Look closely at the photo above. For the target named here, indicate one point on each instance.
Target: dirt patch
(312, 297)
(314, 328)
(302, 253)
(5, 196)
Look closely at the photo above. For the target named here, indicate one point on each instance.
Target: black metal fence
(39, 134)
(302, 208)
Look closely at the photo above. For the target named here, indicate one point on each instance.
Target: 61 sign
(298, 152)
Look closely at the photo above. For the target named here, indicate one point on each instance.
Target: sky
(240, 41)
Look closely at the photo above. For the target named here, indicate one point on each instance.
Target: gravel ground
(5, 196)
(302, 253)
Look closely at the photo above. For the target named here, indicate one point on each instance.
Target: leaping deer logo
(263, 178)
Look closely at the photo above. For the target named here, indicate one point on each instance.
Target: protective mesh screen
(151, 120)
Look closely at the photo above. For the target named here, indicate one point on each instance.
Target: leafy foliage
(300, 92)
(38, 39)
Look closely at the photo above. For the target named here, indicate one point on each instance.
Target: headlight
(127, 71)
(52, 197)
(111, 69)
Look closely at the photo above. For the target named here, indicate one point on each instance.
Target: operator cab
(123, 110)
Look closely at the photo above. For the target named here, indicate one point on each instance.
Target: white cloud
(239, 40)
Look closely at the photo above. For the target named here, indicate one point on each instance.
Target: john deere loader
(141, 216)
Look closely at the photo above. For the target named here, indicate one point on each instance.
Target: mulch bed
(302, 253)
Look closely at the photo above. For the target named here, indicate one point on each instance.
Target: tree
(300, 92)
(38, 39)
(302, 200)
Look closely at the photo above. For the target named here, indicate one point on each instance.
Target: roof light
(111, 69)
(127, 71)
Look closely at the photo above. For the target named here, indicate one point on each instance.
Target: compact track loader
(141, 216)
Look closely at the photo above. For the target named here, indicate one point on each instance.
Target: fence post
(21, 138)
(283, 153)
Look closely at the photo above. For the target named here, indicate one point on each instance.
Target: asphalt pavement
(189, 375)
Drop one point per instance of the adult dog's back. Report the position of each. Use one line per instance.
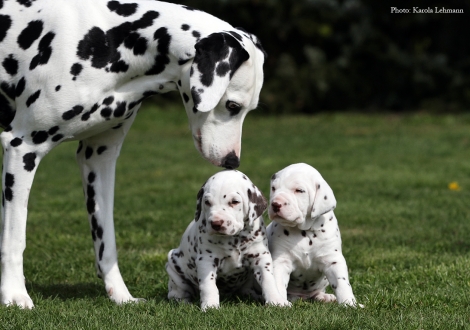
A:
(78, 70)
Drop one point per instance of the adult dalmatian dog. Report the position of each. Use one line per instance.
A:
(304, 237)
(225, 247)
(79, 70)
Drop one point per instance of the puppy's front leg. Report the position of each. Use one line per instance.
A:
(207, 275)
(264, 275)
(282, 268)
(337, 274)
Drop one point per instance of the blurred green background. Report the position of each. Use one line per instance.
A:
(336, 55)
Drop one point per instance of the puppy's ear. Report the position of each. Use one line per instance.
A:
(324, 201)
(199, 203)
(217, 58)
(257, 204)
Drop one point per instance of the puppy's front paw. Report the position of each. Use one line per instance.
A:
(324, 297)
(352, 303)
(208, 305)
(279, 302)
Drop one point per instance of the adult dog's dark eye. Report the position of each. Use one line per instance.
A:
(233, 107)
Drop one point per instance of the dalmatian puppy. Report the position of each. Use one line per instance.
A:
(304, 237)
(225, 246)
(79, 70)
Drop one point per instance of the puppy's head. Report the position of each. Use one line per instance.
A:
(299, 195)
(227, 203)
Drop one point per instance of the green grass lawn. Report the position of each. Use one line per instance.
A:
(406, 235)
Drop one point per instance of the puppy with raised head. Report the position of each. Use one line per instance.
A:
(225, 246)
(304, 237)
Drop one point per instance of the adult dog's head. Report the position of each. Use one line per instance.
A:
(299, 195)
(220, 86)
(227, 203)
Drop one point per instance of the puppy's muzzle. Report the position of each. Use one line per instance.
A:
(217, 225)
(276, 207)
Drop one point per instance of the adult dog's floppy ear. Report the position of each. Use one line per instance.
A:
(324, 201)
(257, 204)
(217, 58)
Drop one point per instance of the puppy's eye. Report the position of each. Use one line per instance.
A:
(233, 107)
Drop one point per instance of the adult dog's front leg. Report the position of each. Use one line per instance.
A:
(97, 158)
(20, 161)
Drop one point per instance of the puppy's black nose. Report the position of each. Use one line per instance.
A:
(231, 161)
(217, 224)
(276, 206)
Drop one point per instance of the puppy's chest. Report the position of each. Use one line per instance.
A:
(237, 254)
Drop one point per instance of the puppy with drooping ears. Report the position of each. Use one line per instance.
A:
(304, 237)
(225, 247)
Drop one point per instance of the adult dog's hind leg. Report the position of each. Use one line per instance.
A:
(20, 160)
(97, 158)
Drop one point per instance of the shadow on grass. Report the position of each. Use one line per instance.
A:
(68, 291)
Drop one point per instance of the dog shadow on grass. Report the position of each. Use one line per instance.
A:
(92, 291)
(67, 291)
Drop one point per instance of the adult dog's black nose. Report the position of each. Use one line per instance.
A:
(231, 161)
(276, 207)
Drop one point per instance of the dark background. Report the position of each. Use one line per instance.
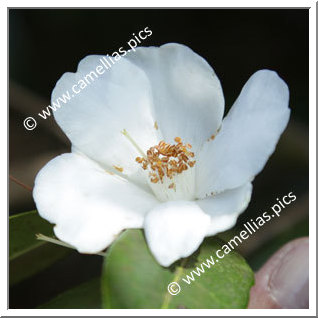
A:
(44, 44)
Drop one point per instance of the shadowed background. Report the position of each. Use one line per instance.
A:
(44, 44)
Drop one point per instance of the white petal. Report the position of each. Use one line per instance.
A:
(248, 136)
(188, 97)
(93, 119)
(174, 230)
(224, 208)
(89, 206)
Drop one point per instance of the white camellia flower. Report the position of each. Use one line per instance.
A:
(150, 150)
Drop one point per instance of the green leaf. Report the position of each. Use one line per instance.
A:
(22, 230)
(84, 296)
(27, 254)
(133, 279)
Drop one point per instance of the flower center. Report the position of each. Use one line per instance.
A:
(166, 160)
(169, 168)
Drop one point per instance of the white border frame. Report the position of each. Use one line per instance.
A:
(312, 161)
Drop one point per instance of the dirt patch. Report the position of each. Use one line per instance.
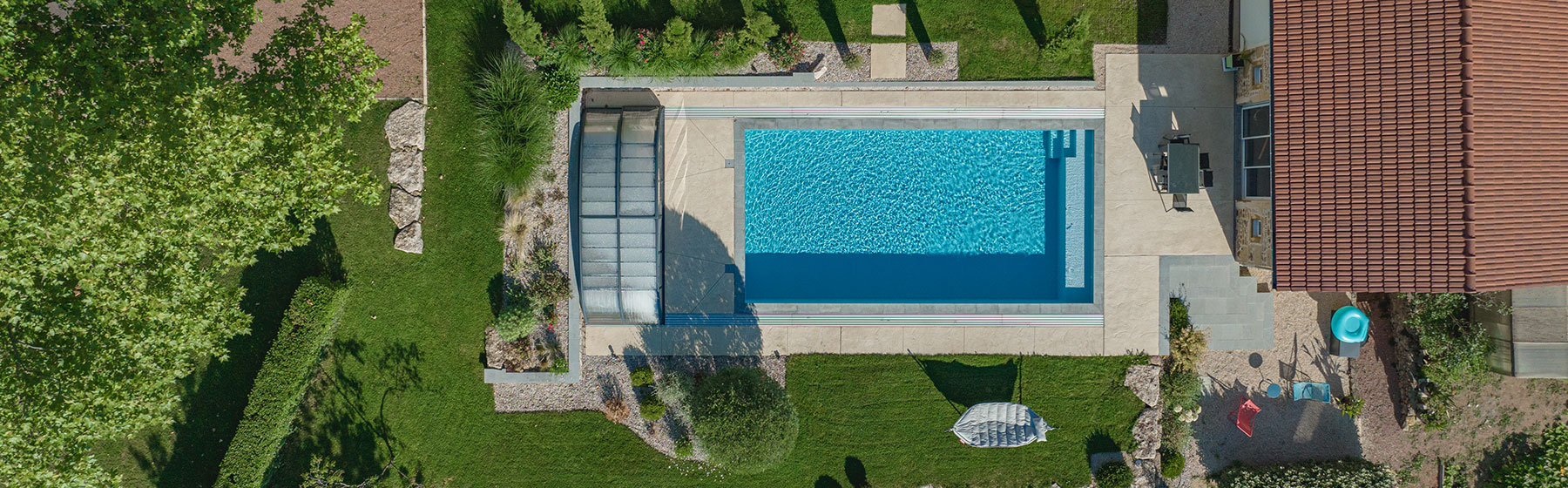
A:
(394, 29)
(1487, 415)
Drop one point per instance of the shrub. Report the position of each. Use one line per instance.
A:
(560, 86)
(517, 321)
(1172, 464)
(642, 377)
(615, 409)
(1540, 466)
(1187, 342)
(286, 372)
(1456, 349)
(523, 29)
(595, 27)
(651, 409)
(1348, 474)
(786, 51)
(744, 419)
(1113, 474)
(517, 129)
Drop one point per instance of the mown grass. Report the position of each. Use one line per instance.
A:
(403, 377)
(997, 39)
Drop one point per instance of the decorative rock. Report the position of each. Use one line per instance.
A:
(409, 241)
(403, 207)
(408, 172)
(1145, 382)
(1146, 435)
(407, 127)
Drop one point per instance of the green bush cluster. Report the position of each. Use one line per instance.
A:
(1542, 466)
(281, 383)
(744, 419)
(1179, 383)
(1113, 474)
(674, 51)
(651, 409)
(1456, 349)
(1172, 464)
(517, 125)
(1316, 474)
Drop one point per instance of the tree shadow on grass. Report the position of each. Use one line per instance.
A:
(212, 402)
(968, 385)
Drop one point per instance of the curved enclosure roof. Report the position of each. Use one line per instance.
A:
(618, 217)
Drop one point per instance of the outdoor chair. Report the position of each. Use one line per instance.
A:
(1244, 417)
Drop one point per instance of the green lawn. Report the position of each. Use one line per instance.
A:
(403, 378)
(997, 39)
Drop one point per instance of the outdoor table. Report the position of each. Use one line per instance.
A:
(1183, 174)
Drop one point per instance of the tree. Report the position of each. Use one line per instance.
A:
(524, 29)
(744, 419)
(596, 25)
(139, 170)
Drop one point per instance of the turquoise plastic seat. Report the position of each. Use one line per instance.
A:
(1350, 325)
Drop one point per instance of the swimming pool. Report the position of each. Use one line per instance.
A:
(917, 215)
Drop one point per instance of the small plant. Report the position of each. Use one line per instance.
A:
(1113, 474)
(651, 409)
(852, 60)
(684, 448)
(643, 377)
(1352, 405)
(1172, 462)
(936, 57)
(786, 51)
(615, 409)
(517, 321)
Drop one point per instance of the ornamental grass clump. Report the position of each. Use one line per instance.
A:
(517, 127)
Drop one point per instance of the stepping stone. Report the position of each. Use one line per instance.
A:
(888, 21)
(889, 62)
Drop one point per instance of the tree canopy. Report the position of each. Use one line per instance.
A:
(140, 166)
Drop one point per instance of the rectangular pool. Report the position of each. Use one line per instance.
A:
(917, 215)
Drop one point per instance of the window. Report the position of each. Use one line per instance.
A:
(1256, 151)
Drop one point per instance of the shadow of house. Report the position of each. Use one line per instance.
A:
(213, 401)
(1283, 430)
(968, 385)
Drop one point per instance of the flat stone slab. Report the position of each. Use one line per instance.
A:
(407, 170)
(407, 127)
(889, 62)
(888, 21)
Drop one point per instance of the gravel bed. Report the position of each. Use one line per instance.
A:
(605, 377)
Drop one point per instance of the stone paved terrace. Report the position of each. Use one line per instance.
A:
(1146, 98)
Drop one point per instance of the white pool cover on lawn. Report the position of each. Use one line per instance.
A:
(1001, 424)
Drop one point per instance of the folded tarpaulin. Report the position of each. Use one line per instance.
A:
(999, 425)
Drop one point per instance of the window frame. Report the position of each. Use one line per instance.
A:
(1242, 164)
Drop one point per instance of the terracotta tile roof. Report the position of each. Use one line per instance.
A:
(1421, 145)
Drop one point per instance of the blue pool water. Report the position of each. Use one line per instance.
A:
(917, 215)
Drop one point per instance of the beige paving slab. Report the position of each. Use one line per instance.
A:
(888, 21)
(774, 98)
(999, 339)
(814, 339)
(933, 339)
(870, 341)
(1167, 80)
(1070, 341)
(877, 98)
(1132, 286)
(889, 62)
(695, 98)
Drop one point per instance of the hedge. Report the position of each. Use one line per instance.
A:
(1313, 474)
(274, 405)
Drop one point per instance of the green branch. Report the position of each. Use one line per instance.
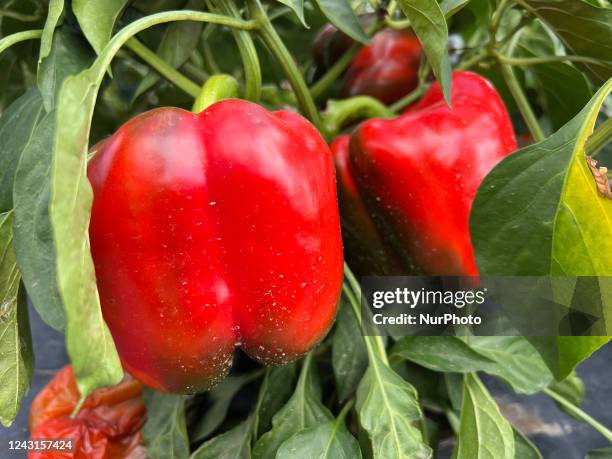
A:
(163, 68)
(549, 59)
(335, 71)
(285, 59)
(522, 102)
(409, 98)
(248, 53)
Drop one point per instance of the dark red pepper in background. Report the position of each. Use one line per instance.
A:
(418, 174)
(210, 231)
(106, 427)
(387, 69)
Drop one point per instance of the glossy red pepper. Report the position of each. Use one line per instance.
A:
(210, 231)
(363, 246)
(106, 427)
(387, 69)
(418, 174)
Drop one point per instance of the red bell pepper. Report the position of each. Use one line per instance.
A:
(364, 248)
(418, 174)
(387, 69)
(210, 231)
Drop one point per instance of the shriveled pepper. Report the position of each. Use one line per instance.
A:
(418, 174)
(210, 231)
(106, 427)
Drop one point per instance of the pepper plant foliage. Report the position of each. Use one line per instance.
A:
(74, 71)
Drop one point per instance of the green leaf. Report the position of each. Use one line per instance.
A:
(33, 236)
(428, 22)
(584, 29)
(441, 353)
(523, 447)
(279, 386)
(551, 80)
(233, 444)
(340, 14)
(603, 453)
(68, 56)
(331, 440)
(220, 398)
(165, 431)
(349, 356)
(303, 410)
(16, 129)
(388, 408)
(518, 362)
(97, 19)
(511, 358)
(450, 7)
(539, 213)
(56, 8)
(177, 44)
(16, 358)
(297, 6)
(483, 433)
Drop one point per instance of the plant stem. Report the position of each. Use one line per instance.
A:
(338, 112)
(284, 58)
(600, 138)
(374, 344)
(472, 61)
(547, 60)
(496, 18)
(216, 88)
(335, 71)
(196, 72)
(248, 53)
(576, 411)
(521, 102)
(162, 67)
(18, 37)
(409, 98)
(20, 16)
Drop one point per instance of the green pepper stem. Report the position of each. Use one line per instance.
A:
(18, 37)
(216, 88)
(162, 67)
(576, 411)
(284, 58)
(521, 102)
(248, 53)
(600, 138)
(339, 112)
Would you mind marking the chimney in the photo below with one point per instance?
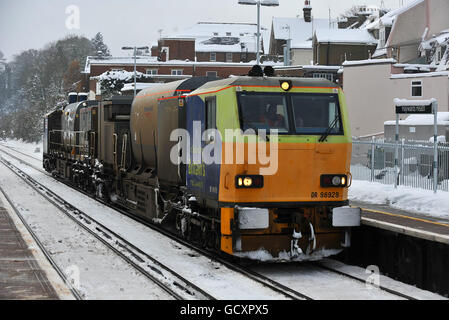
(307, 11)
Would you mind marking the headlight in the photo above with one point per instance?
(333, 180)
(248, 181)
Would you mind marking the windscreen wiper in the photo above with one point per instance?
(329, 129)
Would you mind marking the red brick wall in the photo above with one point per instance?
(179, 49)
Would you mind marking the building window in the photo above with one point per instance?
(211, 73)
(328, 76)
(152, 71)
(176, 72)
(416, 88)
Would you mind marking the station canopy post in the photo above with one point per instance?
(404, 106)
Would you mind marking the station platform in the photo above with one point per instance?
(25, 274)
(404, 222)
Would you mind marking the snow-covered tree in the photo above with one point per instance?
(39, 80)
(112, 82)
(100, 47)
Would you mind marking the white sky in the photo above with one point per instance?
(30, 24)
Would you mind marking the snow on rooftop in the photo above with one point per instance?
(141, 60)
(421, 120)
(224, 37)
(369, 61)
(389, 18)
(139, 86)
(300, 32)
(345, 36)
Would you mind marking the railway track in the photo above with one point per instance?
(231, 264)
(265, 281)
(359, 279)
(167, 279)
(76, 294)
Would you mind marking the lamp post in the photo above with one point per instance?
(135, 63)
(267, 3)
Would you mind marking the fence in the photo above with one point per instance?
(375, 161)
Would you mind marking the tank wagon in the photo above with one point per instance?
(173, 156)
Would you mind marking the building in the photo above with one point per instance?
(357, 16)
(371, 86)
(213, 42)
(299, 31)
(334, 46)
(418, 127)
(401, 31)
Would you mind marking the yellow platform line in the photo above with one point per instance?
(406, 217)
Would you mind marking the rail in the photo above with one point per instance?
(374, 161)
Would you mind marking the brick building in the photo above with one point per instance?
(157, 71)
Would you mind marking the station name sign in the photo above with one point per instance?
(423, 109)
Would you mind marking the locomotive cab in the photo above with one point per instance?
(281, 185)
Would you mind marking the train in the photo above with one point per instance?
(248, 165)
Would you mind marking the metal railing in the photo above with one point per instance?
(374, 160)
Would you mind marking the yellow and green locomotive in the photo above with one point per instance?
(247, 165)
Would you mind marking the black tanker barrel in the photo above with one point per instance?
(82, 96)
(73, 97)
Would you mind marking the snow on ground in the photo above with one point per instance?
(403, 198)
(32, 149)
(101, 274)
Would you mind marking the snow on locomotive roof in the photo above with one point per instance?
(421, 120)
(300, 31)
(224, 37)
(268, 81)
(389, 18)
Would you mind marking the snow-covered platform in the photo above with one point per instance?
(404, 222)
(24, 272)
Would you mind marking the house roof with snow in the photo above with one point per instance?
(224, 37)
(300, 31)
(389, 18)
(352, 36)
○ ○ ○
Look above for the line containing "Would you mind marking the yellow platform"; copy from it through the last line, exactly, and nothing more.

Would you mind marking the yellow platform line in the photo above with one point per instance?
(406, 217)
Would you mind marking the rail in the photo above with one point per instance?
(374, 161)
Would you mind marking the brick building in the photo above with one point per instance?
(157, 71)
Would you mind marking the station name sign in the photo above with one point per instance?
(423, 109)
Would you mind marking the locomotive cab in the photo above with one point per instance?
(281, 185)
Would you mind marking the train in the photo above with one point per instance?
(248, 165)
Would you mind marking the metal railing in the photo above with one point per instance?
(374, 160)
Would you mind marking the yellow and green locomotive in the photo above with one point per instance?
(247, 165)
Would you mind marking the black tanker barrel in the photo above with one point per instance?
(82, 96)
(73, 97)
Would you mind marking the snow on ground in the photo above with one point per instance?
(403, 198)
(32, 149)
(101, 274)
Would you mind marking the snow on locomotive roof in the photo above with one point per instance?
(421, 120)
(300, 31)
(224, 37)
(268, 81)
(389, 18)
Would you mind marking the snow-covered platform in the photo above with one point per instance?
(404, 222)
(24, 272)
Would you mind marking the house roof with snow in the photo above with one point per instance?
(224, 37)
(300, 31)
(389, 18)
(352, 36)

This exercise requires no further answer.